Instruction:
Reproduce word for word every line of the entries below, from the line that contains "the green leafy" down to the line that contains "(1047, 647)", including both of those lines.

-------- Given entries

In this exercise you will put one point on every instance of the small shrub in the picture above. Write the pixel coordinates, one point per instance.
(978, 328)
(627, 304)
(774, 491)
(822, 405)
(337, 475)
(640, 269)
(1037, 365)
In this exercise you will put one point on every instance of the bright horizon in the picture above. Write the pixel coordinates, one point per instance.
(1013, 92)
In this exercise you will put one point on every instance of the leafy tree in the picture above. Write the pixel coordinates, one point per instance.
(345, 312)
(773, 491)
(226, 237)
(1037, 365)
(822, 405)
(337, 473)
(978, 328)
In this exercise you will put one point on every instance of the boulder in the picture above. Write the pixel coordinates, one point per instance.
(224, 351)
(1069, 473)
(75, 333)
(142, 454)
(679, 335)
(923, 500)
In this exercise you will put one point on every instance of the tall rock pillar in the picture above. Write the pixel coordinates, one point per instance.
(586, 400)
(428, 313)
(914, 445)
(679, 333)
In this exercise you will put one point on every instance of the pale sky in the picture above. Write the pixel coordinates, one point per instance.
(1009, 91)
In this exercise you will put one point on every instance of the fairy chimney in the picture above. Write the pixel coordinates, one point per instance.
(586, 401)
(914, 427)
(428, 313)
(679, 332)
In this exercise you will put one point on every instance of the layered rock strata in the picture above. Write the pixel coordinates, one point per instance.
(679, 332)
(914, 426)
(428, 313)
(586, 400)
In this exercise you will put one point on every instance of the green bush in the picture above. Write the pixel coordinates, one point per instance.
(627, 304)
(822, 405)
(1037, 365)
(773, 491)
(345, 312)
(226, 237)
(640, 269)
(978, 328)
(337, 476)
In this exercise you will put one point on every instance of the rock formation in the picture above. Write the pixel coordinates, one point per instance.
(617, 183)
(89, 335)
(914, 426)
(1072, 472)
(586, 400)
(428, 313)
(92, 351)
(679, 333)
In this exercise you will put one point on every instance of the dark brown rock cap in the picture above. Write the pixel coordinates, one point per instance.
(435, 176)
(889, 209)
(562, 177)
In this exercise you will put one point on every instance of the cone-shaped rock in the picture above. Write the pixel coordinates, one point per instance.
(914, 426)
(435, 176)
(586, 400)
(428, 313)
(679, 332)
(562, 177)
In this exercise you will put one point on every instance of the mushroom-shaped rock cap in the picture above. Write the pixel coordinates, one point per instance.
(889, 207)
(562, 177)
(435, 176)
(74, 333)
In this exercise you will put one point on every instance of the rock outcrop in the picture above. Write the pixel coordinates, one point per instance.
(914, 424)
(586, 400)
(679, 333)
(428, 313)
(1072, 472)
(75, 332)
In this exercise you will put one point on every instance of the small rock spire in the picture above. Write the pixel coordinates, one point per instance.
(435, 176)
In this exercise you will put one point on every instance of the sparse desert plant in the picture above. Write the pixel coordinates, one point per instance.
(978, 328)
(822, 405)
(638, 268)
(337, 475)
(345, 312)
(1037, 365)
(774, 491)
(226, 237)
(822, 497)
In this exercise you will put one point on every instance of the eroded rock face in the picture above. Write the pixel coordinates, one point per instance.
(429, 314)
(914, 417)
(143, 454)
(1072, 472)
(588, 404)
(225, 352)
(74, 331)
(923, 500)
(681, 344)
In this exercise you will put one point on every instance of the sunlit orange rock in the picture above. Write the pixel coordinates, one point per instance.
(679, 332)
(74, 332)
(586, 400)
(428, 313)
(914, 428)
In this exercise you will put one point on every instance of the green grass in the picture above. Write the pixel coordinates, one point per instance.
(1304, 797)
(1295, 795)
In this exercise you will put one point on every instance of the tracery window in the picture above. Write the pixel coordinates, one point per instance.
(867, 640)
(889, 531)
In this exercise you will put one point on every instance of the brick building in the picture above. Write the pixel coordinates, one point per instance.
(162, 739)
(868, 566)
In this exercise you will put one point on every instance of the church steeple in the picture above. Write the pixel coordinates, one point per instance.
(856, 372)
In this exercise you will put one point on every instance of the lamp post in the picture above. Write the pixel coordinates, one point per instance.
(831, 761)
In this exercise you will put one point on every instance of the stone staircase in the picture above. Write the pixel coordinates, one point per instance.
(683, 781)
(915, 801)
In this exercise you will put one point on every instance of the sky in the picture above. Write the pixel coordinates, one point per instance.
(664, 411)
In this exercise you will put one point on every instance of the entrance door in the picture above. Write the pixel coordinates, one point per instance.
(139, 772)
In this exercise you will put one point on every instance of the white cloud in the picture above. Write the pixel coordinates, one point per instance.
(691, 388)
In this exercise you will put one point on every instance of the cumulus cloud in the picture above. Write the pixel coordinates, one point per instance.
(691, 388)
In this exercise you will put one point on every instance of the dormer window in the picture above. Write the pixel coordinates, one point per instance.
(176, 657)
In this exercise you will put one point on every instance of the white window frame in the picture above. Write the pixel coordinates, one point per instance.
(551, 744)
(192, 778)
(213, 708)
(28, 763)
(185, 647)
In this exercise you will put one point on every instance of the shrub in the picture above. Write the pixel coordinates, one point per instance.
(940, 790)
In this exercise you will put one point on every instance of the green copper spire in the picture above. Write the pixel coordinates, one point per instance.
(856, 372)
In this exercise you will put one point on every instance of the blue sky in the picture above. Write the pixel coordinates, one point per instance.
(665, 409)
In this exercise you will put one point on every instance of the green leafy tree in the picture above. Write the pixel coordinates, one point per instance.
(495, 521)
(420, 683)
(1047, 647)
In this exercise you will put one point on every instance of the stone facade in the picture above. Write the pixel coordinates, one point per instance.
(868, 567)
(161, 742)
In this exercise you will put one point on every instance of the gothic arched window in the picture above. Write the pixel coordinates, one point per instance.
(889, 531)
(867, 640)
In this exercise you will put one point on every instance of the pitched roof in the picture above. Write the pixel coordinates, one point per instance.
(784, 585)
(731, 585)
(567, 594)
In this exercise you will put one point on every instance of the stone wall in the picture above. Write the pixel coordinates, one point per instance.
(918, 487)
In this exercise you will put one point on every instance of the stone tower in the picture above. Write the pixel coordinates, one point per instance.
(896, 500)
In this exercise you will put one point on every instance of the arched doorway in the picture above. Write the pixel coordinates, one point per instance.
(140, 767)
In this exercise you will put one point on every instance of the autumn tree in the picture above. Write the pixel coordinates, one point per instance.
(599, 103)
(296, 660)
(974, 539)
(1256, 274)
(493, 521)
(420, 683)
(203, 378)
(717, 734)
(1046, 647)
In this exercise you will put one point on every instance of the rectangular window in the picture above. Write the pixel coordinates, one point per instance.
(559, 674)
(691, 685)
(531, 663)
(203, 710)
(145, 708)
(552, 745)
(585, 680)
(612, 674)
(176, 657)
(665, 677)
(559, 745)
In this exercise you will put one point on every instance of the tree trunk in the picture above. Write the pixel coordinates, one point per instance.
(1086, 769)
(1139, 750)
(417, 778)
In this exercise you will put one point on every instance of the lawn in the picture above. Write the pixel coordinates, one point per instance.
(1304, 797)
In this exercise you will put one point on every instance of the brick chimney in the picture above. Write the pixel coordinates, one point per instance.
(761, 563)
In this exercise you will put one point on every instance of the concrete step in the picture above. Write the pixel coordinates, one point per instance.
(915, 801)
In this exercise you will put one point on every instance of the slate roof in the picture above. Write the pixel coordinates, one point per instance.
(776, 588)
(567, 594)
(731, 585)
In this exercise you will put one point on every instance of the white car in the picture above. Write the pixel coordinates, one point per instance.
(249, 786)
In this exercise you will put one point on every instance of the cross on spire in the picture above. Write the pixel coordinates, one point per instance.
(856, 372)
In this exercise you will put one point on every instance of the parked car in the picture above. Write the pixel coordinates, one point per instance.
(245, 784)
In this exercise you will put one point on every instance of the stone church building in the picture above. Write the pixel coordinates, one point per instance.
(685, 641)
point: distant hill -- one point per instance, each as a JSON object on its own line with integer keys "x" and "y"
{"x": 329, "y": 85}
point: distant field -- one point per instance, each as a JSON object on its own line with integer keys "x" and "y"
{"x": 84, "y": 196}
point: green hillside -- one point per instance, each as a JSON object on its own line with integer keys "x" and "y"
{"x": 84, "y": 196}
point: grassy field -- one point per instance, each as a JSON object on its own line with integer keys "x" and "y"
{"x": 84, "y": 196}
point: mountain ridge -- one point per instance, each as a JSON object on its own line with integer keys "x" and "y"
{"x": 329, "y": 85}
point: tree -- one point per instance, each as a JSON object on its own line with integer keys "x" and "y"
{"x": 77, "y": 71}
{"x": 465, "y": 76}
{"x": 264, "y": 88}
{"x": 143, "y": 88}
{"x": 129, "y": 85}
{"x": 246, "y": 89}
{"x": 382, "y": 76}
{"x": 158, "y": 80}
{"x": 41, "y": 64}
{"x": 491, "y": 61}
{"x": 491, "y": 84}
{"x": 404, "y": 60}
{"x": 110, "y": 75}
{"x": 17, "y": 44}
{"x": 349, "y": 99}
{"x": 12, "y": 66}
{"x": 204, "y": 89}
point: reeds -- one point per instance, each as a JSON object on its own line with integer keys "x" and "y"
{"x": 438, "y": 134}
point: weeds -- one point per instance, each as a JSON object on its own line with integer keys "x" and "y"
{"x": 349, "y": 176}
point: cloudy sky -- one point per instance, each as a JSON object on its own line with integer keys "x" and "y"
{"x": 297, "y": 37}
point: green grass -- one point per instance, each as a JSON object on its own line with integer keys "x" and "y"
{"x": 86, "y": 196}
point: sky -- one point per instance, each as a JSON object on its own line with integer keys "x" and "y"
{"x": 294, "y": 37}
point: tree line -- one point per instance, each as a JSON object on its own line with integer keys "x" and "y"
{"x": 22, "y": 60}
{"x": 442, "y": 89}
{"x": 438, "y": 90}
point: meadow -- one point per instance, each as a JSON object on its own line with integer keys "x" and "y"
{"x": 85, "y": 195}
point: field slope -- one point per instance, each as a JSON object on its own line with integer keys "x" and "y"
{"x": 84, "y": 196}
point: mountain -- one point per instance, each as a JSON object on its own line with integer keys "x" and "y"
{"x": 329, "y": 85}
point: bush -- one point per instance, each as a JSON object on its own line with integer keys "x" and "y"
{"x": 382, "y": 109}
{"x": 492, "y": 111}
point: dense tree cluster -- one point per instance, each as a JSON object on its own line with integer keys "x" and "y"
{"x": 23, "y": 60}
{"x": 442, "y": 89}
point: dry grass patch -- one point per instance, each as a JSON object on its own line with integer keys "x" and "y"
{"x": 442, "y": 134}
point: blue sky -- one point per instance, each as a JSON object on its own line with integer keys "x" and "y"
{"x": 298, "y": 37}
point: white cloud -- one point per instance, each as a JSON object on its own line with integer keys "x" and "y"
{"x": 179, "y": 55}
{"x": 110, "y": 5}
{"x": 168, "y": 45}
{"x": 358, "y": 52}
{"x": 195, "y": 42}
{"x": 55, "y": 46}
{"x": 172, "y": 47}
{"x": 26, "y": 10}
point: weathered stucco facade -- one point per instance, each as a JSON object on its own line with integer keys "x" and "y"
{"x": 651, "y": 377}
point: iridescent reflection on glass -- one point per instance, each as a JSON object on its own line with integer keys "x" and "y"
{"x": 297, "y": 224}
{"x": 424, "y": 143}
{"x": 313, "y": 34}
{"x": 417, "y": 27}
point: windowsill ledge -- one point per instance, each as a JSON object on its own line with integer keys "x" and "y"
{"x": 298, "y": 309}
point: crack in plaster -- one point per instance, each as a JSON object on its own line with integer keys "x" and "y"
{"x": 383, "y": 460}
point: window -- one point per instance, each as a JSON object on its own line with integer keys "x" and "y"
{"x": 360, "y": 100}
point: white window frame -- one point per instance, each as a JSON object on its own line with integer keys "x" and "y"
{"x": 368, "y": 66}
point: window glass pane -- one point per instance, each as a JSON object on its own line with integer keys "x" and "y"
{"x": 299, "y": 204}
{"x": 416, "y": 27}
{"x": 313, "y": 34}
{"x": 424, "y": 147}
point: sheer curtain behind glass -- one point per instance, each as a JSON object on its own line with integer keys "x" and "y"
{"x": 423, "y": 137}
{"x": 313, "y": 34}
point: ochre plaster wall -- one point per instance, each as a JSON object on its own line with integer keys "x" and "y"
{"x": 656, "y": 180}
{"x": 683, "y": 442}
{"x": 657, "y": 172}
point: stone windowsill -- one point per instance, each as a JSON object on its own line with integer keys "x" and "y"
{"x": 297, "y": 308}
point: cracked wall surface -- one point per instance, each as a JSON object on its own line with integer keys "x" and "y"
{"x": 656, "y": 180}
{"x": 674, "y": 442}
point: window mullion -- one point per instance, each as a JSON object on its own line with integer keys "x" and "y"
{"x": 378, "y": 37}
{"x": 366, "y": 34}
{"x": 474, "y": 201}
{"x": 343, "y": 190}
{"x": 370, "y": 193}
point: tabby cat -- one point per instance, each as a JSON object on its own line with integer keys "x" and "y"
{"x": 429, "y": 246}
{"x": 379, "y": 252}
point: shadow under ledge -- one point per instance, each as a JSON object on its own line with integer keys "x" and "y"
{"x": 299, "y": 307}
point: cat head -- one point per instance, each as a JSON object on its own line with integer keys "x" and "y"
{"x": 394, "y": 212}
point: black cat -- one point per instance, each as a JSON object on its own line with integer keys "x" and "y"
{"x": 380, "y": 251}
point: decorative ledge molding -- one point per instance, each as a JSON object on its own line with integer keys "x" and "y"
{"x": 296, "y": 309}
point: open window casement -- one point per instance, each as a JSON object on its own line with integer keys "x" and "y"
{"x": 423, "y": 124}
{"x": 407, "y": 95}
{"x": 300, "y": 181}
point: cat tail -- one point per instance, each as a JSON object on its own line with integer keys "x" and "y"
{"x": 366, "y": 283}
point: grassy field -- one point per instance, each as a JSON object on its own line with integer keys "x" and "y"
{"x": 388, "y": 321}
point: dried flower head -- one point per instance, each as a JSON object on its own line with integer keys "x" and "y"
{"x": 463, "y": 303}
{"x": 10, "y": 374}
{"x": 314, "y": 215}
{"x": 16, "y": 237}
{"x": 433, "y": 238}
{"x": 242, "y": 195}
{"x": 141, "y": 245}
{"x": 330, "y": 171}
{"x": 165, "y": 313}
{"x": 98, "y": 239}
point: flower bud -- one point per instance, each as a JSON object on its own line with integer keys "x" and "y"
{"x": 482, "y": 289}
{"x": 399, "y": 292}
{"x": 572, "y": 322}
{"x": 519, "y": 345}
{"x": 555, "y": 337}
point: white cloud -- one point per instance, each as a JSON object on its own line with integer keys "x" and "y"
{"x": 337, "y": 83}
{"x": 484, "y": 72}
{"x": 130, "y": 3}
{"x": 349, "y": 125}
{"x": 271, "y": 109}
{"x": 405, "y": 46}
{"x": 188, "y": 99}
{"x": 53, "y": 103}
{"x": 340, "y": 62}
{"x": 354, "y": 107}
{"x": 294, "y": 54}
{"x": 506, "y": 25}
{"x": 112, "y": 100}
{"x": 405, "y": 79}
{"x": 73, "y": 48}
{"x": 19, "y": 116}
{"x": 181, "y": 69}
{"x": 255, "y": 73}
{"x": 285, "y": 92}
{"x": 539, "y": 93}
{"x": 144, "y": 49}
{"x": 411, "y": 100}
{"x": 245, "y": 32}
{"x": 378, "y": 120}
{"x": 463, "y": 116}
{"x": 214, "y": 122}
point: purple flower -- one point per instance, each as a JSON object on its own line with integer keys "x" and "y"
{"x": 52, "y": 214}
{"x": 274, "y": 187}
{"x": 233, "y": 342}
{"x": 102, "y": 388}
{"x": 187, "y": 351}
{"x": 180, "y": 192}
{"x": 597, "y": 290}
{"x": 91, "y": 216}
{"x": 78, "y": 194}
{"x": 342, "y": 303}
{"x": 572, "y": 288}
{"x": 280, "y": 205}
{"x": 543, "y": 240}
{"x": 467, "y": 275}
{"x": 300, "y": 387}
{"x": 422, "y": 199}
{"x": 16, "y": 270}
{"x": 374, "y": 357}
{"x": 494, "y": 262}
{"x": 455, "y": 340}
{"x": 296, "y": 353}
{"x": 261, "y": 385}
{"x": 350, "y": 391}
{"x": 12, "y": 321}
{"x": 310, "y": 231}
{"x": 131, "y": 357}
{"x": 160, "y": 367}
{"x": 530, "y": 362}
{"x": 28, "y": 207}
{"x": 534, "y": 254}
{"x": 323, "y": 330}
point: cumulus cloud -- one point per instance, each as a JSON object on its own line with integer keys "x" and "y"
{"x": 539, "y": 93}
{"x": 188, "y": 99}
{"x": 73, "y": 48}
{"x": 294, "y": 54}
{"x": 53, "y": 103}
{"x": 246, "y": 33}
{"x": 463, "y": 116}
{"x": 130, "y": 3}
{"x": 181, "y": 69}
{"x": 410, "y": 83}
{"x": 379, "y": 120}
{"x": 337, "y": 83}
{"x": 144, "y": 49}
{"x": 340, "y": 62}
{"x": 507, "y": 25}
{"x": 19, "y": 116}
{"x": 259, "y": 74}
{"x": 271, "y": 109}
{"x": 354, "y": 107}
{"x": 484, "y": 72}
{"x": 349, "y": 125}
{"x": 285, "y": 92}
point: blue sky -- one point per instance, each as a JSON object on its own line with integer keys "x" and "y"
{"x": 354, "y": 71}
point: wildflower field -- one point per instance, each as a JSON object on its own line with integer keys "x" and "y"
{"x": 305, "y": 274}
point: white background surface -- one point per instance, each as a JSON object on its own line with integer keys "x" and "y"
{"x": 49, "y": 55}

----------------

Solved problem:
In this exercise you will put one point on every instance of the green leafy tree in the picture above. Write the pixel coordinates, one point per instance.
(495, 521)
(420, 683)
(1047, 647)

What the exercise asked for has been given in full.